# [Selected passage]

The red emergency light is flashing on America’s democracy dashboard, like a damaged aircraft teetering toward a mountain. Elon Musk becoming the planet’s first trillionaire should make us tremble for the future of self-governing republics. It’s as if we’re bringing back modern pharaohs to dominate our societies.
Musk’s SpaceX company recently went public with a (probably inflated) market capitalization of $2 trillion. SpaceX’s IPO increased Musk’s net worth by an estimated $188 billion, and the stock’s first-day surge subsequently pushed his fortune to roughly $1.1 trillion, according to Forbes.
The concern here isn’t with wealth per se. It’s the tremendous power of concentrated wealth to distort markets, politics, and society. When you have Musk’s level of wealth, you’re no longer just buying another mansion or private jet (of which he already has several). You’re buying a media outlet, a senator, and maybe, in the case of Musk, elevating a president.
Musk has no inhibitions about deploying the power of his considerable wealth. He bought Twitter, one of the public squares of our time, and transformed it into X, a partisan and disinformation platform rife with hate speech and extremism.
We need to get serious about curbing this billionaire influence and supporting regular people—starting with a wealth tax.

# [Records provided]
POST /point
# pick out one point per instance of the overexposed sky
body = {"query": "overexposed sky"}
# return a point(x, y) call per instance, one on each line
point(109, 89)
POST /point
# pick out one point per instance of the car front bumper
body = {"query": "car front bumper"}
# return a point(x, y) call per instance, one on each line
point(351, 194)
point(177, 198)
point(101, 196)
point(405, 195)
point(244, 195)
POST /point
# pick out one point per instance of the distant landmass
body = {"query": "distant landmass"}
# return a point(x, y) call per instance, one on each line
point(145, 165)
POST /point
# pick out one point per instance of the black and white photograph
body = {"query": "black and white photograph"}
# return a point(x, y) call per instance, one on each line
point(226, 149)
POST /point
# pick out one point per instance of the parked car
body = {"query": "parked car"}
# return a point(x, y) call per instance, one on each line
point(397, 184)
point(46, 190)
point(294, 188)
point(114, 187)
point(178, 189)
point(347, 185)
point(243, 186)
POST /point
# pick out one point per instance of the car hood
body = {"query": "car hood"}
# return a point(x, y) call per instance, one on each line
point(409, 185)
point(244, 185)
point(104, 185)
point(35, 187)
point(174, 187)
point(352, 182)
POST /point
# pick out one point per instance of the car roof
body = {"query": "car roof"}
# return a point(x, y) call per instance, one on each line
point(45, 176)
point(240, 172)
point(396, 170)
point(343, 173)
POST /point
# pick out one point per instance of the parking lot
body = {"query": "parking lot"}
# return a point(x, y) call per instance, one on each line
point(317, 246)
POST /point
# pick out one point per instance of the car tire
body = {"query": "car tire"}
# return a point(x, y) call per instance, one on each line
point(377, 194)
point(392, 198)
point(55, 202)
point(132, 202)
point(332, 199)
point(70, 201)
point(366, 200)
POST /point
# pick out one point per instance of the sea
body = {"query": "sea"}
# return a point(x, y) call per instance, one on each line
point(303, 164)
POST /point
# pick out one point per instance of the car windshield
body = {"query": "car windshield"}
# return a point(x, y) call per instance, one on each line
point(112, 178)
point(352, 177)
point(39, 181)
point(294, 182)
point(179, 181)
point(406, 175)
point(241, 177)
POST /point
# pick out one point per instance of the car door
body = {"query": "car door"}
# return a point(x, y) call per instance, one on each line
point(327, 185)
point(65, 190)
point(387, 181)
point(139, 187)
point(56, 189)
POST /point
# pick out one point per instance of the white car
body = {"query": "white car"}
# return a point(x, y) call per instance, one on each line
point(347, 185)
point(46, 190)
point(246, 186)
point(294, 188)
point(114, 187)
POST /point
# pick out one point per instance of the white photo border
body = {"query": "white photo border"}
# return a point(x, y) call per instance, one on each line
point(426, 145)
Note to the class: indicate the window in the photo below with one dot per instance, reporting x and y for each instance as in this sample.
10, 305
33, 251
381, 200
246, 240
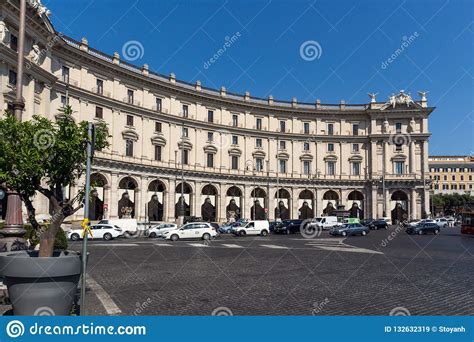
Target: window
356, 168
12, 78
399, 167
235, 120
129, 120
158, 127
282, 126
235, 162
331, 168
13, 42
306, 127
398, 127
129, 148
330, 129
99, 112
130, 96
282, 165
100, 86
355, 129
306, 167
159, 104
157, 152
210, 160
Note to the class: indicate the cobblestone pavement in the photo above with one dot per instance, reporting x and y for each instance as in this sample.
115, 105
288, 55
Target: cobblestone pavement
383, 272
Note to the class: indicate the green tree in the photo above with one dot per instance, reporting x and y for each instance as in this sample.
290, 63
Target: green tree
42, 156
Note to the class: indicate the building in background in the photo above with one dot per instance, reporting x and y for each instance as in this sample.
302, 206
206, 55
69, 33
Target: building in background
452, 174
238, 155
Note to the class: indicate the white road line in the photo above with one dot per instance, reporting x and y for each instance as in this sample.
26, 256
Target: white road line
107, 302
274, 246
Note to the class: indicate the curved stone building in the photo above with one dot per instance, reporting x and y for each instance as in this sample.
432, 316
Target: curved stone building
213, 153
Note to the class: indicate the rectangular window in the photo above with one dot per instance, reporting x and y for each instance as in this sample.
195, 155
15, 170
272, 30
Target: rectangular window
331, 168
330, 129
99, 112
129, 148
100, 86
355, 129
210, 160
158, 127
12, 78
306, 167
282, 126
130, 96
157, 152
235, 162
129, 120
399, 167
306, 128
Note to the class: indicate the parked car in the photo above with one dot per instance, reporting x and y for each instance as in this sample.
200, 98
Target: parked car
349, 229
378, 224
99, 231
158, 230
259, 227
288, 227
424, 228
194, 230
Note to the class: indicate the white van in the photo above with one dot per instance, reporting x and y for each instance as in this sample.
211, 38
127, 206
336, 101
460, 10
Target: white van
325, 222
261, 227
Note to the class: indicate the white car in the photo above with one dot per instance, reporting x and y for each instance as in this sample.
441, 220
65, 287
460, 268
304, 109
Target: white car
158, 230
99, 231
194, 230
260, 227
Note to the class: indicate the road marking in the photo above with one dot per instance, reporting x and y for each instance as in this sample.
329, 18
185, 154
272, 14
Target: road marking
107, 302
274, 246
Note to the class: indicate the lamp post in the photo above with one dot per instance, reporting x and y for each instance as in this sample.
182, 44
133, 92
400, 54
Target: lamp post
13, 231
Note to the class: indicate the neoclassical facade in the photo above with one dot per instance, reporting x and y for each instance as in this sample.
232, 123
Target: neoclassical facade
216, 151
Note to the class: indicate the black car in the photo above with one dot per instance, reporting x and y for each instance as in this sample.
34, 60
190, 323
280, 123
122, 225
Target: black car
378, 224
424, 228
287, 227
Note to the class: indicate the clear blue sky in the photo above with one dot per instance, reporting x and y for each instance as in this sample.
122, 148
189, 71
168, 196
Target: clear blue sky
355, 37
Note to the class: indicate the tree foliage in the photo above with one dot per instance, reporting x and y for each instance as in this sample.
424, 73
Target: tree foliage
44, 156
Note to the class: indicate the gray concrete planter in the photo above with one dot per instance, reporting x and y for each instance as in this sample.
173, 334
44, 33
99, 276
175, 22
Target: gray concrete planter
41, 286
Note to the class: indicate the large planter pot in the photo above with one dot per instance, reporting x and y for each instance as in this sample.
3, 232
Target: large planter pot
39, 286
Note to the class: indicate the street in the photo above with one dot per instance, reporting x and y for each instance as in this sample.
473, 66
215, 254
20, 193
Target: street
284, 275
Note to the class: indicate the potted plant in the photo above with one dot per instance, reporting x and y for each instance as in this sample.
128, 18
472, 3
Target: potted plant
42, 157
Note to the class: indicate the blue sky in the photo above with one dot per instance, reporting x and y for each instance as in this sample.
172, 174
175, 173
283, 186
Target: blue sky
354, 40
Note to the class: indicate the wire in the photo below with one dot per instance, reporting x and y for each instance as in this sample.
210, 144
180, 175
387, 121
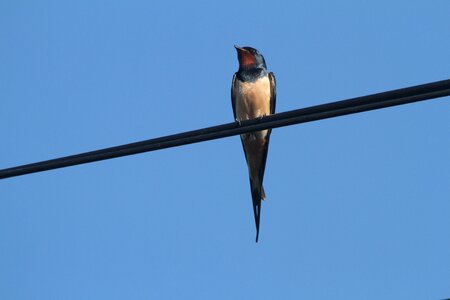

# [Questions to answer]
a) Answer these questions from the passage on Elon Musk's wealth:
(i) According to Forbes, roughly how large was Musk's fortune after the stock's first-day surge?
(ii) What did Musk transform Twitter into?
(iii) What does the passage say the effort to curb billionaire influence should start with?
b) Copy word for word everything from "Musk’s SpaceX company" down to "speech and extremism." in the passage on Elon Musk's wealth.

# [Answers for the exercise]
a)
(i) Roughly $1.1 trillion.
(ii) X.
(iii) A wealth tax.

b)
Musk’s SpaceX company recently went public with a (probably inflated) market capitalization of $2 trillion. SpaceX’s IPO increased Musk’s net worth by an estimated $188 billion, and the stock’s first-day surge subsequently pushed his fortune to roughly $1.1 trillion, according to Forbes.
The concern here isn’t with wealth per se. It’s the tremendous power of concentrated wealth to distort markets, politics, and society. When you have Musk’s level of wealth, you’re no longer just buying another mansion or private jet (of which he already has several). You’re buying a media outlet, a senator, and maybe, in the case of Musk, elevating a president.
Musk has no inhibitions about deploying the power of his considerable wealth. He bought Twitter, one of the public squares of our time, and transformed it into X, a partisan and disinformation platform rife with hate speech and extremism.